Point-per-instance localization data:
==============================
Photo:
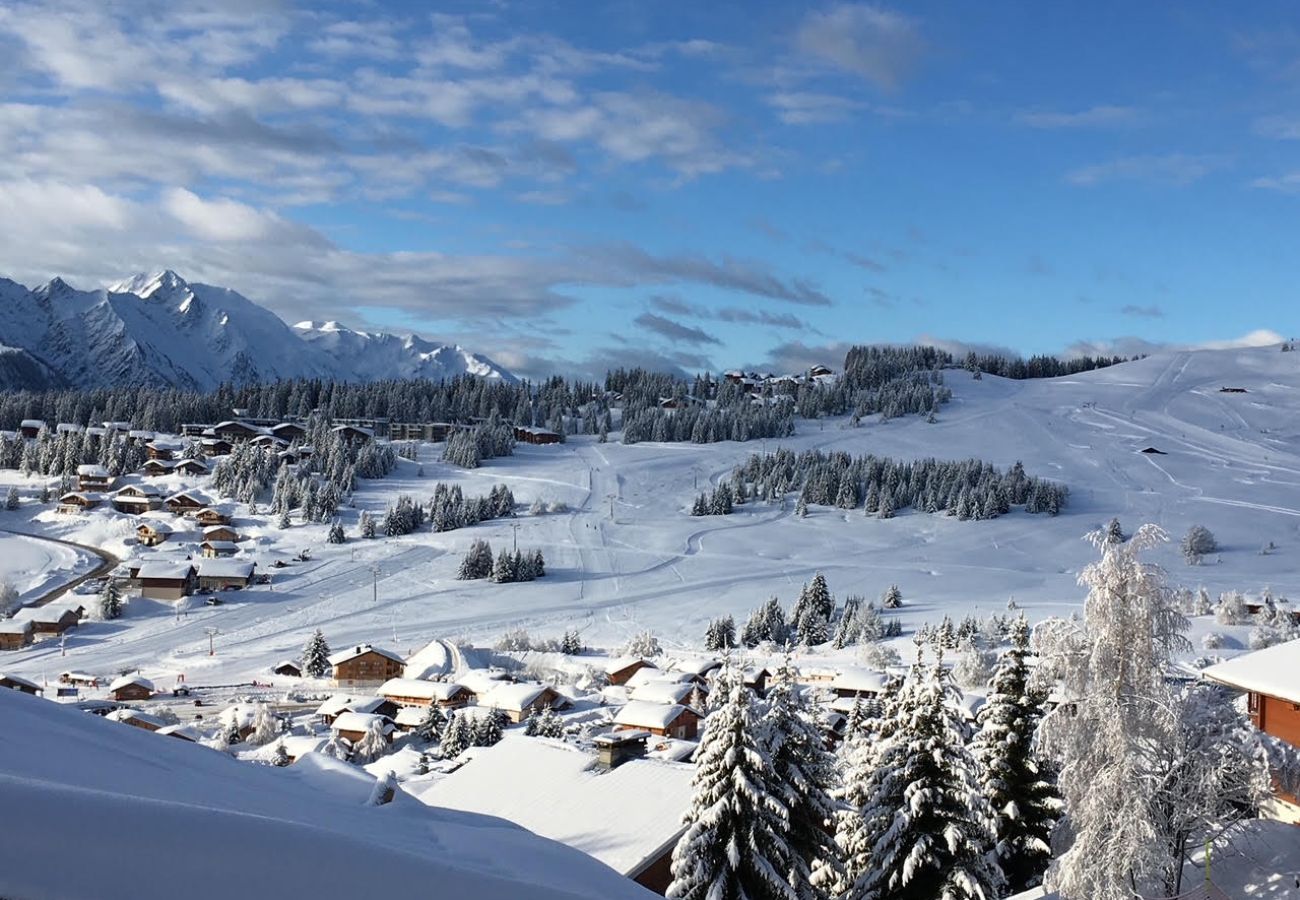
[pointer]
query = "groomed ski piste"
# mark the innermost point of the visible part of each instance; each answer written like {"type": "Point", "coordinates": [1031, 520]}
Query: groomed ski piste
{"type": "Point", "coordinates": [627, 557]}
==============================
Could you repeat all of the entries exactly, without any of the images?

Photo:
[pointer]
query = "groomed ski piste"
# mark the innermost point of the visible part of each instance; each answer written like {"type": "Point", "coordinates": [1031, 520]}
Query: groomed ski piste
{"type": "Point", "coordinates": [627, 557]}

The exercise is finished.